- [STATED TASK]
Count the lines of the material below that contain the string "Target", treating uppercase and lowercase letters as different. Reply with the number alone.

- [INPUT MATERIAL]
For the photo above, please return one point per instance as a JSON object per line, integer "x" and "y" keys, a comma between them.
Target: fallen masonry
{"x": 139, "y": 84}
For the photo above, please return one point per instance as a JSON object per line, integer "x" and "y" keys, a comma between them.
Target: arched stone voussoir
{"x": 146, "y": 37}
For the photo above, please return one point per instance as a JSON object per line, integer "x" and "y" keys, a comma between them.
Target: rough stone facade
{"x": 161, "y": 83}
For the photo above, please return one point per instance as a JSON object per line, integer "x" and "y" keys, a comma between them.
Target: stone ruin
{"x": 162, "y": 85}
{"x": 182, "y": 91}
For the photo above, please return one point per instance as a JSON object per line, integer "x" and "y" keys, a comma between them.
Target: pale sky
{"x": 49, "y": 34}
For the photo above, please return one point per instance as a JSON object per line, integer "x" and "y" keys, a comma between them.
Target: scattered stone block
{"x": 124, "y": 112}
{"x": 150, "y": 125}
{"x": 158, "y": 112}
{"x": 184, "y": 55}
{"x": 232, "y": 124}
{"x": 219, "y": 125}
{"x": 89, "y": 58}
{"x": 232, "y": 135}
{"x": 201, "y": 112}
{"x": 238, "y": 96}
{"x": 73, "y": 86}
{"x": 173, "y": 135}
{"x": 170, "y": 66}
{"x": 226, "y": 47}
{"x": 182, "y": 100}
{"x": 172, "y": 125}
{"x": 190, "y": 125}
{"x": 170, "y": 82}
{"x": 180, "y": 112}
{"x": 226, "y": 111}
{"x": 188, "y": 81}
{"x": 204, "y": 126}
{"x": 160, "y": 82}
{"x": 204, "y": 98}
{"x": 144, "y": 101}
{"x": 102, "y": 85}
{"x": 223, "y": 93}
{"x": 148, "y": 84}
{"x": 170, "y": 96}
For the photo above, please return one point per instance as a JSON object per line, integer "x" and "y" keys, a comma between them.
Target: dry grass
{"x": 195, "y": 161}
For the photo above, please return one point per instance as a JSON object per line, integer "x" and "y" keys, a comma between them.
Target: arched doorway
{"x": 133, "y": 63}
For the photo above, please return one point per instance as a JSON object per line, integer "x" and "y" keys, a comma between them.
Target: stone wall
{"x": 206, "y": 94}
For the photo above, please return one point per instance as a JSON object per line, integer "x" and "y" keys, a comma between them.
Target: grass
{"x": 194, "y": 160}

- [FINISHED TASK]
10